Task directions>
Only the lines from the opening of the material through the one containing "Target: infielder's glove" should be reproduced, each exactly as it stands.

[Provided information]

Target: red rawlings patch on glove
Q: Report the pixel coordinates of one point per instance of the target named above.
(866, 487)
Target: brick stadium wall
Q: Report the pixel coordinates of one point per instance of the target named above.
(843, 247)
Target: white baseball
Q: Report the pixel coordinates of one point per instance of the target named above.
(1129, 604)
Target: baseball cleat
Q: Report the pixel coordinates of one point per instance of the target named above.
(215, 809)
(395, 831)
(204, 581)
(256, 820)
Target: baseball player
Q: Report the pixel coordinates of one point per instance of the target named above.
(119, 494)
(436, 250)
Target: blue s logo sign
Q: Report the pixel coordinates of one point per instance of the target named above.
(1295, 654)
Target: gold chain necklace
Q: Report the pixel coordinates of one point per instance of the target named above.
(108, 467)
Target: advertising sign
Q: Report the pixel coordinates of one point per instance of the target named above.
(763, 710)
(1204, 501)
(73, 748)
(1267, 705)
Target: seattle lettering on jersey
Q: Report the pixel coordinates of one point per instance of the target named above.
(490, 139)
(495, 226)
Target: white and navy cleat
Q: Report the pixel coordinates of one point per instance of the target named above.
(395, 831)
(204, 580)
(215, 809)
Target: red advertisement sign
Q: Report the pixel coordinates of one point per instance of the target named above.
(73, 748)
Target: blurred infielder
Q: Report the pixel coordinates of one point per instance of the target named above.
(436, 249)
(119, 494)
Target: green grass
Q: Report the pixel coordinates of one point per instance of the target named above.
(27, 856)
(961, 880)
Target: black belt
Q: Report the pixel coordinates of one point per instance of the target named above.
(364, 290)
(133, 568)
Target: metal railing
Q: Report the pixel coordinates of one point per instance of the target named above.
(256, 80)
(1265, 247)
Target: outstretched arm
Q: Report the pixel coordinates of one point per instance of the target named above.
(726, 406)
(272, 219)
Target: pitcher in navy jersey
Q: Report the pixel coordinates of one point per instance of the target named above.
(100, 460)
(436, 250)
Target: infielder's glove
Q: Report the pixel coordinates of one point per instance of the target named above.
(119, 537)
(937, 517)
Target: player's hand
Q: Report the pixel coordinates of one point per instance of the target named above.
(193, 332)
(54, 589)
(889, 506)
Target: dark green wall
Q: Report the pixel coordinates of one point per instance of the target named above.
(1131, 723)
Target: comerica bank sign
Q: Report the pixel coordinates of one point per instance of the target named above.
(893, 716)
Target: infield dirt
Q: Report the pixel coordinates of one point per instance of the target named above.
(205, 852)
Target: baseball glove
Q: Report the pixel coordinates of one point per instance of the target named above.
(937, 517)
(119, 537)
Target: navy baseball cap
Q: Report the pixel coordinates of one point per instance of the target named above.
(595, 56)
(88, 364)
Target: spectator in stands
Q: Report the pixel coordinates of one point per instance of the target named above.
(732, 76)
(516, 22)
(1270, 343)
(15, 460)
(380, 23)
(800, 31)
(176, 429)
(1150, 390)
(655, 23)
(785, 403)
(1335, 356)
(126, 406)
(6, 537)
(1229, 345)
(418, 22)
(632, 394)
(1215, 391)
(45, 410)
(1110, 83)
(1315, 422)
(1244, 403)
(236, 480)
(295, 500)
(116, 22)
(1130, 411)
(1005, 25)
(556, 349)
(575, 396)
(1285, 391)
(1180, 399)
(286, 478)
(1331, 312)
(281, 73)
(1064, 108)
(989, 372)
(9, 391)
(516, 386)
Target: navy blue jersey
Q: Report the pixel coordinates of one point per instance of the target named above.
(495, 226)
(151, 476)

[/Provided information]

Response>
Target: red rawlings patch on glove
Q: Report the pixel coordinates of one point per instance of the target named above.
(866, 487)
Target: brick stadium wall
Q: Report the pixel coordinates of one point per instance of the target named above.
(843, 247)
Target: white baseball
Q: Report the pixel coordinates of one point per instance of the target named above.
(1129, 604)
Target: baseball cleat
Q: Report the pixel coordinates of one point per instance of the target named above.
(215, 809)
(395, 831)
(204, 581)
(256, 820)
Target: baseball player
Q: Report the pixel coordinates of one point per instance of the target named above.
(119, 494)
(436, 250)
Target: blue s logo sign
Q: Report the pixel coordinates of one point per instance of the target named above.
(1295, 654)
Target: gold chain necklace
Q: Report the pixel coordinates of one point per instance of the target named above.
(108, 467)
Target: advertising sign
Q: Report the pixel coordinates of one point per instance of the target named above.
(763, 710)
(1204, 501)
(73, 748)
(1267, 705)
Target: seattle lettering on jersey
Q: Report the pixel coordinates of one point per instance of the target named above.
(490, 139)
(495, 226)
Target: white and navy cleat
Q: Report the pixel coordinates of one point per instance of the target named above.
(395, 831)
(204, 580)
(215, 809)
Target: red advertisement sign
Q: Report the pixel coordinates of one point per instance of the target named above.
(73, 748)
Target: blurred infielder
Q: Report the pixel coordinates of one point per instance of the target named above.
(436, 249)
(119, 494)
Target: green grass
Q: Report the pixel coordinates of one point per instance of the target named above.
(27, 856)
(961, 880)
Target: black belt
Q: Report the pixel coordinates of one point per instance of the target named above.
(364, 290)
(133, 568)
Target: metal railing
Q: Report the pixel coordinates of one point per instance of the target named above.
(256, 80)
(1265, 247)
Target: outstretched arm
Q: Report the pixel coordinates of one point per instance of the target named above.
(726, 406)
(272, 219)
Target: pitcher in navy jersey
Q: Report the pixel coordinates of one point per instance of the target named above.
(100, 460)
(436, 250)
Target: infielder's glove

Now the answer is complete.